(Beginning of THE INPUT)

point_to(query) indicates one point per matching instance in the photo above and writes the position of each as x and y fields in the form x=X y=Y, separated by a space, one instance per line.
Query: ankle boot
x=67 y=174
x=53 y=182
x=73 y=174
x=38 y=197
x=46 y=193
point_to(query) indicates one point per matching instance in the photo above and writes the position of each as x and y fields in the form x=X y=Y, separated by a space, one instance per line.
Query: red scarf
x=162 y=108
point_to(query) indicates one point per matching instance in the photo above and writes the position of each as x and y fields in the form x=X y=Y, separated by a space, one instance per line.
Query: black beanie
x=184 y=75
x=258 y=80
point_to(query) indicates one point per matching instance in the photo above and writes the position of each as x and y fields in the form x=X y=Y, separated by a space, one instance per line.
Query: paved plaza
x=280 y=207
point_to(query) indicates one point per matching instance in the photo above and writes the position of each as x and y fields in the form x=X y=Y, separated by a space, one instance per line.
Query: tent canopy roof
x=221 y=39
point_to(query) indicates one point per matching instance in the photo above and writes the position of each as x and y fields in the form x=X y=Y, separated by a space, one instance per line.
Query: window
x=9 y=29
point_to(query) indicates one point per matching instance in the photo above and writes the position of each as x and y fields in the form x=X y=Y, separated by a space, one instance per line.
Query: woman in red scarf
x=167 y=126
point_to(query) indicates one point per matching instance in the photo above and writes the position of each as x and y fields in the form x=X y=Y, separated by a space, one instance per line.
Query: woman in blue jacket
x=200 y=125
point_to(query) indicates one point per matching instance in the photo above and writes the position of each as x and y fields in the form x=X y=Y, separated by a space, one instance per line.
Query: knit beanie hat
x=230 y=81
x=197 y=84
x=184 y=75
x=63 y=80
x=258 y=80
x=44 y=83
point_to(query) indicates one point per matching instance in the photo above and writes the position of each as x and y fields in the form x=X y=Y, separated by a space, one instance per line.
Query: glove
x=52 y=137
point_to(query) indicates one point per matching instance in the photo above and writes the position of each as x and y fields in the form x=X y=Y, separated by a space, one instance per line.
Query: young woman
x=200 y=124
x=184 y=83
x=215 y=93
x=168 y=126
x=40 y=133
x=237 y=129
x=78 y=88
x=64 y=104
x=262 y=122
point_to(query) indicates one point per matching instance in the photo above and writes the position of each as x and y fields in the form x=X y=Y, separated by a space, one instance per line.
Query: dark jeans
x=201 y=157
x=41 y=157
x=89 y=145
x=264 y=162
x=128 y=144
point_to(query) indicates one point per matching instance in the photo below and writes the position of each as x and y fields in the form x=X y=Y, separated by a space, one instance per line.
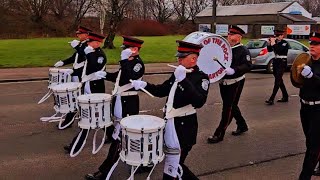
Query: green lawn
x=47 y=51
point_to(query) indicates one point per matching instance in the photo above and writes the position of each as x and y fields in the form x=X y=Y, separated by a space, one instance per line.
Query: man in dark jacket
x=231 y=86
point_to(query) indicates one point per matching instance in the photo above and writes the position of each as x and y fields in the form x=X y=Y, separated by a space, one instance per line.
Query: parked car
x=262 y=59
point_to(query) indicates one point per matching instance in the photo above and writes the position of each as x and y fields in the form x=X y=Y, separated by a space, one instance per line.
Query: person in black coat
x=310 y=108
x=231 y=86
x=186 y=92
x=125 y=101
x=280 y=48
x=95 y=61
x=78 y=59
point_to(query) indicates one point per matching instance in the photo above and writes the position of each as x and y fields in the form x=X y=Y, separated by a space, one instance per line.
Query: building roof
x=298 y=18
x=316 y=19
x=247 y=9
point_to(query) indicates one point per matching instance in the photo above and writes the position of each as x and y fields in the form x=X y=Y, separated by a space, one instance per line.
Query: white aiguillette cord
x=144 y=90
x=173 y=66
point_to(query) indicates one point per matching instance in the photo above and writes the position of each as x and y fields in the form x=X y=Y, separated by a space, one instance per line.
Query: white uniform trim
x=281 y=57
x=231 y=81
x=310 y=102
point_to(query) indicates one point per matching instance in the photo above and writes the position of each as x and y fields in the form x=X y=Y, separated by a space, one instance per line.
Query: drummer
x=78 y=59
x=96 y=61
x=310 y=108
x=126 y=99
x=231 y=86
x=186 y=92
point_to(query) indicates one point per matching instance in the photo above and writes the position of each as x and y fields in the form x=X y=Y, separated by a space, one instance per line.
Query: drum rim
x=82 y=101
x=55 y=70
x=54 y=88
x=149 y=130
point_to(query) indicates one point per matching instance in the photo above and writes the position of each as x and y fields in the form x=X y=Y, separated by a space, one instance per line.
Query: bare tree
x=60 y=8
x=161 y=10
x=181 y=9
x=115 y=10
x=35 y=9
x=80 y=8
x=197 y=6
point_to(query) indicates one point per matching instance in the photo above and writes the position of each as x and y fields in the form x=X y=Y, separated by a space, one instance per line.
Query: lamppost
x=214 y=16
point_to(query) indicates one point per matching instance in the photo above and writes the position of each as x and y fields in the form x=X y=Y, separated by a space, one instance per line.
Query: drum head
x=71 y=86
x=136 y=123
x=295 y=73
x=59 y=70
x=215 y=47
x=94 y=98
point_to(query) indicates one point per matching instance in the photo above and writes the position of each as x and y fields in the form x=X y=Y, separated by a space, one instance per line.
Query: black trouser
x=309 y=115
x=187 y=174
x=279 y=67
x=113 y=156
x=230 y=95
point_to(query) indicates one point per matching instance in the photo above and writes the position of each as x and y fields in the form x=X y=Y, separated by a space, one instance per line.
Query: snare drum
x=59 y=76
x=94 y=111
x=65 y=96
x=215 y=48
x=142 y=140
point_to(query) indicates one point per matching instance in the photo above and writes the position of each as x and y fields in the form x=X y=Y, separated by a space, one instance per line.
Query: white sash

(End of THE INPUT)

TASK BRIEF:
Your answer must be every record above, word for word, with no pictures.

OUTPUT BELOW:
point_to(query) indicates one point per matching instance in the photo above and writes the position of each as x and y fields in the form x=X y=Y, separated by a space, one instance per line.
Query: ankle boot
x=67 y=174
x=53 y=182
x=73 y=174
x=38 y=197
x=46 y=193
point_to(query) indicates one point per matching instance in the photo above and writes the position of each as x and y fields in the form x=X y=Y, separated by a space, one instance per line.
Query: red scarf
x=162 y=108
point_to(query) indicates one point per matching instance in the photo above and writes the position of each as x and y fields in the form x=X y=Y, separated by a space, one instance per line.
Query: black beanie
x=184 y=75
x=258 y=80
point_to(query) indicates one point per matching instance in the photo above and writes the position of each as x and y fields in the form x=X y=Y, separated by a space, one instance per line.
Query: paved plaza
x=280 y=207
point_to(query) indicates one point per matching instance in the photo above and writes the position of each as x and y fields in the form x=X y=Y, separated by a space, one instance per line.
Query: tent canopy roof
x=221 y=39
point_to(query) indicates one point per matching instance in the photo above and writes the position of each as x and y fields in the form x=X y=Y, separated by a space, one instance per line.
Query: window
x=9 y=29
point_to(query) indicates one point per matching instance in the photo above and writes the position of each as x and y fields in the form x=X y=Y, separated by a space, one instance per line.
Query: woman in red scarf
x=167 y=126
point_to(query) indicates one point per matching instance in the photo above and writes the position of each as x and y fields in the form x=X y=Y, separated by a space, one instance per line.
Query: woman in blue jacket
x=200 y=125
point_to(query) indicates one point per matching instance in the photo above and writes the position of each as x and y fields in the form x=X y=Y, separated by a space, one instance per line.
Query: knit beanie hat
x=230 y=81
x=197 y=84
x=184 y=75
x=63 y=80
x=258 y=80
x=44 y=83
point_to(query) indicates one point per matching instance in the photo above and writes the position of each as x and y fields in the form x=X y=Y, separated by a space, one instance per line.
Query: glove
x=52 y=137
point_to(query) indicates one point per matching instance in the photo above and writes the position of each as x and y fields in the form x=X y=Y, separated by a space, one instance per line.
Query: young woman
x=200 y=124
x=184 y=83
x=215 y=93
x=168 y=126
x=40 y=133
x=237 y=129
x=78 y=88
x=64 y=104
x=262 y=122
point_to(query) indicates one point per matching instance in the photo above and writes the position of each as x and y fields in the form x=X y=Y, separated by a space, one instance per line.
Query: dark jeans
x=201 y=157
x=41 y=157
x=89 y=145
x=264 y=162
x=128 y=144
point_to(query) indicates one point per matching instance in the photo below and writes the position of each as x and y fields in the form x=X y=Y, separated by a space, one instance per line.
Query: green lawn
x=47 y=51
point_to(query) indicates one point per matching instance in the photo above and writes the position of each as x and y fields in the form x=X y=Y, separated by a space, one instance per line.
Query: man in dark jacket
x=231 y=86
point_to(query) indicates one point per matching instance in the photo above and writes the position of each as x and y fields in the form x=X y=Y, separated by a space, one instance per line.
Query: parked car
x=262 y=59
point_to(query) indicates one point per matching instance in the photo above and writes the position of each as x and y fields in the form x=X y=Y, separated by a space, one instance per line.
Query: person in black coat
x=310 y=108
x=231 y=86
x=186 y=92
x=125 y=101
x=280 y=48
x=95 y=61
x=78 y=59
point_to(query) indicates one point per matching instance in the photo above and writes the position of each as x and y fields in the form x=X y=Y, separated by a space, one instance per line.
Query: building roof
x=298 y=18
x=316 y=19
x=247 y=9
point_to(query) indicates one point per matching instance in the photo above and writes the position of each as x and y fields in the form x=X y=Y, separated by a space, one instance per line.
Query: white aiguillette cord
x=144 y=90
x=173 y=66
point_to(query) indicates one point per matching instance in the photo above and writes the position of each as x and y fields in the form x=X y=Y, separated by a space, one instance per line.
Query: white uniform trim
x=281 y=57
x=231 y=81
x=310 y=102
point_to(query) indicates one point per matching instance in the photo above and writes the position of each as x and y fields in the form x=X y=Y, separated by a space, one instance per line.
Query: drummer
x=78 y=59
x=96 y=61
x=310 y=108
x=126 y=99
x=231 y=86
x=186 y=92
point_to(query) indicates one point per matching instance in the photo above and writes the position of each as x and y fields in the form x=X y=Y, separated by a space, one instance per line.
Query: drum rim
x=82 y=101
x=55 y=70
x=54 y=88
x=149 y=130
point_to(query) indicates one point per matching instance in the photo above and writes the position of each as x and y fields in the form x=X y=Y, separated by a space, one instance per line.
Query: bare tree
x=60 y=8
x=161 y=10
x=181 y=9
x=115 y=10
x=35 y=9
x=80 y=8
x=197 y=6
point_to(query) indicates one point per matching instance in the photo above and writes the position of each as x and y fields in the form x=X y=Y, separated by a space, one instance per line.
Query: lamppost
x=214 y=16
point_to(query) indicates one point per matching instance in the photo above and writes the position of each as x and y fields in the form x=X y=Y, separated by a space, one instance per line.
Query: drum head
x=71 y=86
x=136 y=123
x=295 y=73
x=59 y=70
x=215 y=47
x=94 y=98
point_to(query) indicates one point per matching instance in the photo above and writes the position of each as x and y fields in the form x=X y=Y, separated by a space, one instance per line.
Query: black trouser
x=309 y=115
x=187 y=174
x=279 y=67
x=113 y=156
x=230 y=95
point_to(query) indicates one point per matching instance in the photo above and writes the position of each as x and y fields in the form x=X y=Y, separated by a space, one instance per line.
Query: snare drum
x=59 y=76
x=94 y=111
x=65 y=96
x=215 y=48
x=142 y=140
point_to(query) indicates one point per matching instance in the photo above and writes the position of each as x and y fields in the form x=X y=Y, separated by a space, one instance per line.
Query: white sash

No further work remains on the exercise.